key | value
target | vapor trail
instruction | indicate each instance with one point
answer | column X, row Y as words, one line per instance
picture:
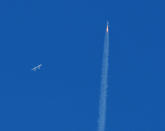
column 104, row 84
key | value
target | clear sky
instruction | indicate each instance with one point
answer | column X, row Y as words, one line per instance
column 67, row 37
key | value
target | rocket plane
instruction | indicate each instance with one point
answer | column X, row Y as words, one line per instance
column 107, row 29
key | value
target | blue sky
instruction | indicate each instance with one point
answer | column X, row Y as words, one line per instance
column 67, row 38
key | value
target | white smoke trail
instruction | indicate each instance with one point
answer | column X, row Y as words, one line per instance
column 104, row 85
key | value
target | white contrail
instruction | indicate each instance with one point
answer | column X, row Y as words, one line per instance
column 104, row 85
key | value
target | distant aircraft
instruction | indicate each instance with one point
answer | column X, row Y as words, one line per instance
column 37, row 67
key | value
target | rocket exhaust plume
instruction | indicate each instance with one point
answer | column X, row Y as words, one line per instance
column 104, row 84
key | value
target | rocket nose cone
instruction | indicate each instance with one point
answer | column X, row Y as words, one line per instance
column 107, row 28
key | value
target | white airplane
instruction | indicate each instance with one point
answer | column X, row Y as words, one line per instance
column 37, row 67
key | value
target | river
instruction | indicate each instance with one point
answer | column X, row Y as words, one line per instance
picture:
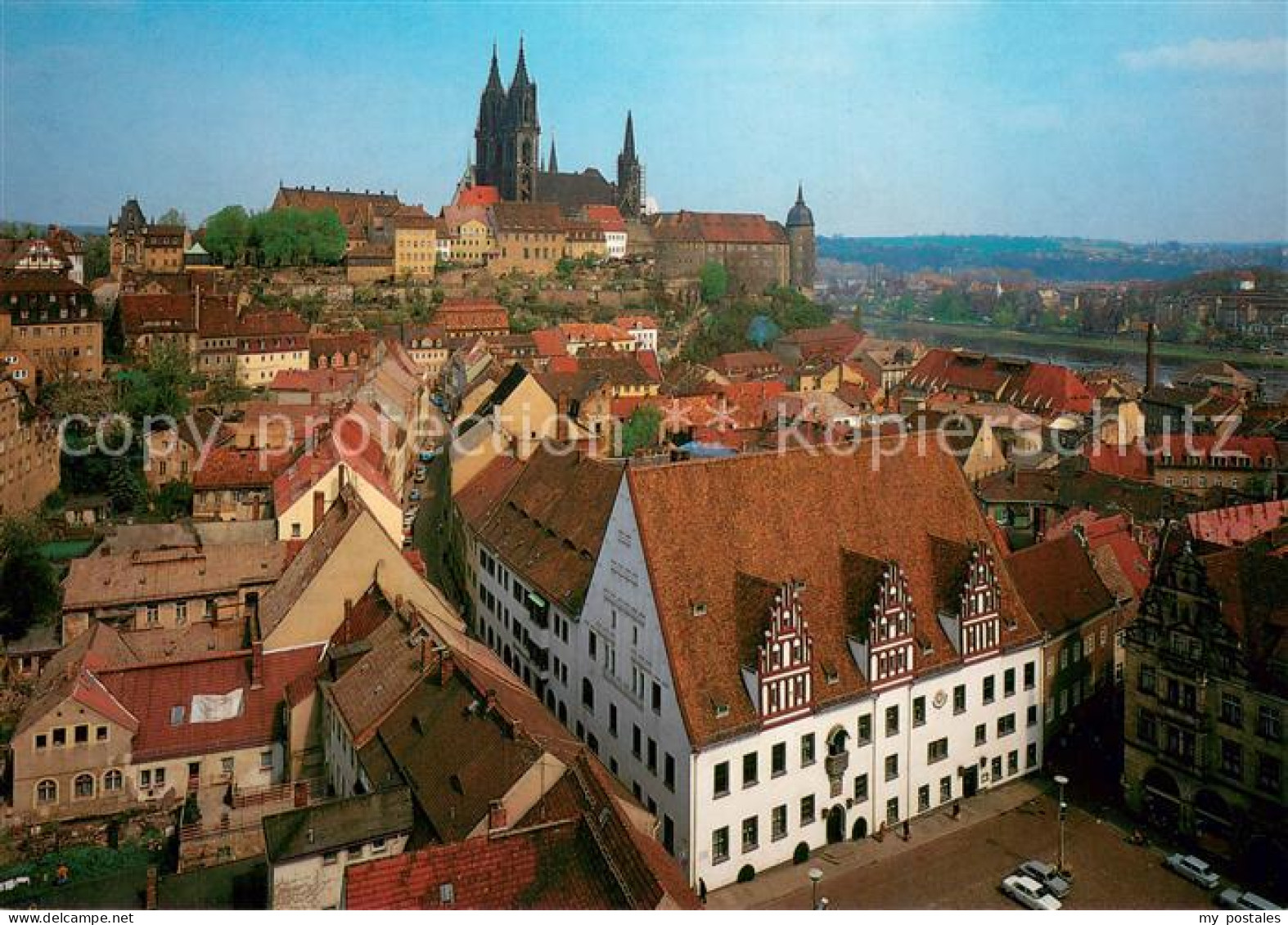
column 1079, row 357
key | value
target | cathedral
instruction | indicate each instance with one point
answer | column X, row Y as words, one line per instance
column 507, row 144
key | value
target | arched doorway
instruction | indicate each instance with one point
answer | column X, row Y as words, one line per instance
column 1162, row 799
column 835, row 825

☆ ☆ ☆ ☆ ☆

* _INSTRUCTIONS FOR THE TASK_:
Copy out every line of the entries where the string "rocket" shows up.

* _RESPONSE TO THIS TASK_:
target | rocket plane
target | rocket exhaust plume
target | rocket nose cone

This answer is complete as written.